● PASSAGE PROVIDED:
>> Start

METHONE

 

 

(image from http://historic-cities.huji.ac.il/greece/modon/maps/braun_hogenberg_II_52_3.html

The Venetians took possession of Methone in 1206 and in 1209 their rule was recognised by Villehardouin with the agreement of Sapienza (Maltezou 1993, 134; Andrews 2006, 54). Along with Corone, they were known as the eyes of the Republic, because their strategic importance allowed control of the seas between south Greece and Africa (Georgopoulou 2001, 17-8). Methone in particular was the point of convergence of the two main eastern sea routes and was used as a stop by the Venetian ships travelling in the east Mediterranean, for getting supplies, for repairing the ships and for getting information (Georgopoulou 2001, 17-8). Methone and its hinterland were valuable for the production of agricultural products especially olive oil as well as for its industries, such as the production of silk and leather (Georgopoulou 2001, 205).

(image from Hellenic Ministry of Culture 2001, 17)

 

Methone was governed by a kastellanos and his councils, a simplified model of the government of Venice. Other institution of the local administration included the treasury and the secretary, which were given very detailed guidelines on how to rule directly from Venice (Maltezou 1993, 136).

The castle of Methoni housed the administration of the area, along with the palace of the castellan and other public buildings. The Venetians built the castle during the 13th c.  on top of a previous Byzantine castle which stood until the 12th c. and rebuilt the city in 1293 after the decision of the Maggior Consiglio to give the money  (Hellenic Ministry of Culture 2001, 16-7; Georgopoulou 2001, 61).

>> End

(Pointing dataset records)

>> Start

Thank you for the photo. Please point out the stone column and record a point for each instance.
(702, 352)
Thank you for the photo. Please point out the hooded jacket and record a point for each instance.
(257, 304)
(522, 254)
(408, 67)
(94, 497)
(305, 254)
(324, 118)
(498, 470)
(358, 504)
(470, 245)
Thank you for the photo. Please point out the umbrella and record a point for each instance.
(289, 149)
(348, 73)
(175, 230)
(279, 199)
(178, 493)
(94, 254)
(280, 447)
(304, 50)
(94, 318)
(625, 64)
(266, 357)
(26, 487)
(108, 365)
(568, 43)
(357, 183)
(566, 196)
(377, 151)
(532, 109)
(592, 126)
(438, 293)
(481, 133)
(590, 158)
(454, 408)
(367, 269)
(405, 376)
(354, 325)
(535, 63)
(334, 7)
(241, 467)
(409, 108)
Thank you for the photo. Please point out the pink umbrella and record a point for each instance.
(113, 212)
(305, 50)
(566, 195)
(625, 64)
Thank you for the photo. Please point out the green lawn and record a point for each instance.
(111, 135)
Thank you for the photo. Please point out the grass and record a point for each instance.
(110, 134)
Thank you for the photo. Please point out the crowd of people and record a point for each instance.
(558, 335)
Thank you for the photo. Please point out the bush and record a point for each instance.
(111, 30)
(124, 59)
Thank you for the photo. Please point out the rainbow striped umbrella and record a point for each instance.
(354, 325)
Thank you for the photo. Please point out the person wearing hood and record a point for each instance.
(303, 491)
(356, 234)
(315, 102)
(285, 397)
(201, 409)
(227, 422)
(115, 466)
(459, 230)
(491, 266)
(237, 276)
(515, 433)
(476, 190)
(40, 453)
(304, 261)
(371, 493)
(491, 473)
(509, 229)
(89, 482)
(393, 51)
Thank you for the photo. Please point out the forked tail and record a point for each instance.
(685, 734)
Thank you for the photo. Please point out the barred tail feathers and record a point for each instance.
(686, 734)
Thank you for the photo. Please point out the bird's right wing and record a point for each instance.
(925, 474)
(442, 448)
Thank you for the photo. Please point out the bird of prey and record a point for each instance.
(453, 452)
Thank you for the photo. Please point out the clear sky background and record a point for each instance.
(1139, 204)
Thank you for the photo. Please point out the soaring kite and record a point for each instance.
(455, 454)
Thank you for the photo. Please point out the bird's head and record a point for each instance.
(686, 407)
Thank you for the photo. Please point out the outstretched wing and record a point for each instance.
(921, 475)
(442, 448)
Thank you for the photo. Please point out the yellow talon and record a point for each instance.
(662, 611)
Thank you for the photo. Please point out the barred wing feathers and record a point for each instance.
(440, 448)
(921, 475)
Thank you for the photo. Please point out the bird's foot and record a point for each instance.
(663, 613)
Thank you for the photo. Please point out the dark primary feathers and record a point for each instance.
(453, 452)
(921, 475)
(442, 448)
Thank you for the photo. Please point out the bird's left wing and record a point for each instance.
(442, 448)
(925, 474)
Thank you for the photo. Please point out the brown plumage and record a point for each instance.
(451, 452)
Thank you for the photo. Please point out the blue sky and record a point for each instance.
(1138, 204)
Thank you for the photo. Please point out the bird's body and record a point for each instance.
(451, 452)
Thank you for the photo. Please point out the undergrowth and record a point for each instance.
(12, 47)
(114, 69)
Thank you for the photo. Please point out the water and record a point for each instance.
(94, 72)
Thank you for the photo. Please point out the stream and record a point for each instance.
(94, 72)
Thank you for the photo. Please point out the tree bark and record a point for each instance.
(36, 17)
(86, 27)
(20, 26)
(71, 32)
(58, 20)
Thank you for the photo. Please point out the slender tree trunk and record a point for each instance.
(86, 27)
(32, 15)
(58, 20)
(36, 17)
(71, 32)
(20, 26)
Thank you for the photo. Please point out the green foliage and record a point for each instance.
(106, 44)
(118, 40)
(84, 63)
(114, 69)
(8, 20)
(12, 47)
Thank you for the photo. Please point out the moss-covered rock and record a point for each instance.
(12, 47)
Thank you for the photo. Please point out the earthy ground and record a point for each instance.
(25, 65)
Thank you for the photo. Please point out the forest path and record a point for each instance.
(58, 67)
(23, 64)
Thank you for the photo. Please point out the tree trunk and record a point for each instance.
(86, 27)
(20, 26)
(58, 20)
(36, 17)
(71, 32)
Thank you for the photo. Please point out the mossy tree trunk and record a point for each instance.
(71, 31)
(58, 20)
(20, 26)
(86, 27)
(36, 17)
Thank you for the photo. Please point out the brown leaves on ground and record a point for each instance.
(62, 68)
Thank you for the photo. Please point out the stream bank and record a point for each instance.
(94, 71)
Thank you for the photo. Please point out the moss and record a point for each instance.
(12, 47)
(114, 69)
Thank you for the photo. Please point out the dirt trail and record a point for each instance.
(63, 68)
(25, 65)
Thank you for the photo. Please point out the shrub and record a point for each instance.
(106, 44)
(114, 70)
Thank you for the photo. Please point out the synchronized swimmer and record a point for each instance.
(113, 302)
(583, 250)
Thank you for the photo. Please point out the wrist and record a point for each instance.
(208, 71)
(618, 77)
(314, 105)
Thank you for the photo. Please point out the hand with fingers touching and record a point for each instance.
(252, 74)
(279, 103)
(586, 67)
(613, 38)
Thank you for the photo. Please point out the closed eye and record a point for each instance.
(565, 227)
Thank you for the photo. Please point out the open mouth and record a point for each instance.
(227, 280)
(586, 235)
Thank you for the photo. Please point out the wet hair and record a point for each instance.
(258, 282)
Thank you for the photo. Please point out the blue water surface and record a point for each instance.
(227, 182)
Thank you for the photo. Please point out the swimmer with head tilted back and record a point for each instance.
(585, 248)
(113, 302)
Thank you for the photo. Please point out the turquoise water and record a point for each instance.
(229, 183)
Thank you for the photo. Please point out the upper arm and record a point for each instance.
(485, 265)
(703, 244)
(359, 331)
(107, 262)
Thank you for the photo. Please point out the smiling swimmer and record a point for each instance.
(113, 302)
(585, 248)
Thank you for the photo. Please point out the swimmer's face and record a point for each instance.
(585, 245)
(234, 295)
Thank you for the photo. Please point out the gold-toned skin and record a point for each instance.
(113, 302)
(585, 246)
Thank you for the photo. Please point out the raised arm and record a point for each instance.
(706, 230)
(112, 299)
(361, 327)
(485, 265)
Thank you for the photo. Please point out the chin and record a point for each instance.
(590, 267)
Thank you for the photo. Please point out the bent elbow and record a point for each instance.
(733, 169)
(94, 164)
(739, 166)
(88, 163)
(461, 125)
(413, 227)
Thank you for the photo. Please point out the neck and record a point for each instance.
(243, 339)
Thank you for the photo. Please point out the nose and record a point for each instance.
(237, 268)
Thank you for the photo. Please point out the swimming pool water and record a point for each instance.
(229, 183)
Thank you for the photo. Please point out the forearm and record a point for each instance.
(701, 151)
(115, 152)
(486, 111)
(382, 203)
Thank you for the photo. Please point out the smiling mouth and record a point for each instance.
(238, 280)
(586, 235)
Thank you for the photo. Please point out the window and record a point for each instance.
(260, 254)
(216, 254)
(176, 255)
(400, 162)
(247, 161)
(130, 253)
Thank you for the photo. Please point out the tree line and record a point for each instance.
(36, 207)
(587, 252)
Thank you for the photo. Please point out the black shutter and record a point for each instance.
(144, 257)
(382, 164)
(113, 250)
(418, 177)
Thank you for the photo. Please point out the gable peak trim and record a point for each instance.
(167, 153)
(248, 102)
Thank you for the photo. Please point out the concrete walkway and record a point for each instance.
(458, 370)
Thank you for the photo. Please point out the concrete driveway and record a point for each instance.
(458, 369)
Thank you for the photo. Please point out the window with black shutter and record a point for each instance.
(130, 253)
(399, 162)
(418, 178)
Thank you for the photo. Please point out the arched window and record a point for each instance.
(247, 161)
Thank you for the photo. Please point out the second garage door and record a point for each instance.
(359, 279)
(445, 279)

>> End

● PROBLEM A:
Print the lines of the records from the line containing "Thank you for the photo. Please point out the window and" through the end of the records, with both ends included.
● PROBLEM B:
Continue the passage on Venetian Methone from the point where it stops.
The records have no connection to the text.

● FINAL RESULT A:
Thank you for the photo. Please point out the window and record a point for each instance.
(260, 254)
(216, 254)
(176, 255)
(400, 162)
(247, 161)
(130, 253)
Thank you for the photo. Please point out the tree line and record a point for each instance.
(36, 207)
(587, 252)
Thank you for the photo. Please point out the black shutter and record a point for each instance.
(144, 257)
(382, 164)
(113, 250)
(418, 177)
Thank you for the photo. Please point out the gable peak trim and record a point for each instance.
(167, 153)
(248, 102)
Thank you for the photo. Please point out the concrete walkway and record a point for each instance.
(458, 370)
Thank you for the photo. Please point out the concrete driveway and record a point for each instance.
(458, 369)
Thank you for the photo. Please point out the window with black shutter and record a point for each instance.
(130, 253)
(399, 162)
(418, 178)
Thank you for the photo. Please point out the arched window and record a point for each instance.
(247, 161)
Thank you for the photo. Please point out the second garage door and record a point for each instance.
(359, 279)
(445, 279)

● FINAL RESULT B:
The original entrance to the castle was located in the middle of the southeast side (Andrews 2006, 65). The outer walls of the 13th-14th c. were ornamented with entrance gates with pointed arches, crenellated parapets along the outer walls, and of course the lion of Venice (Andrews 2006, 228). In the early 15th c. especially due to Turkish raids, took energetic measures to secure their colonies, based on documentary evidence, as for example in the case of Methone, the suburbs of the city were encircled by walls (Topping 1972, 69; Georgopoulou 2001, 61).

The spatial organisation and architecture of the city imitated up to a point those of Venice and of the piazza of San Marco (a phenomenon observed also in other colonies as in Crete and in Negroponte); for example, the main piazza was lined by the palace and the residence of the governor, shops and large loggias which could be arcaded spaces around the square (Georgopoulou 2001, 82). On of the most important buildings was also the Latin cathedral which was dedicated to St. John and contained the head of St. Athanasios among other relics (Georgopoulou 2001, 118).

F.K.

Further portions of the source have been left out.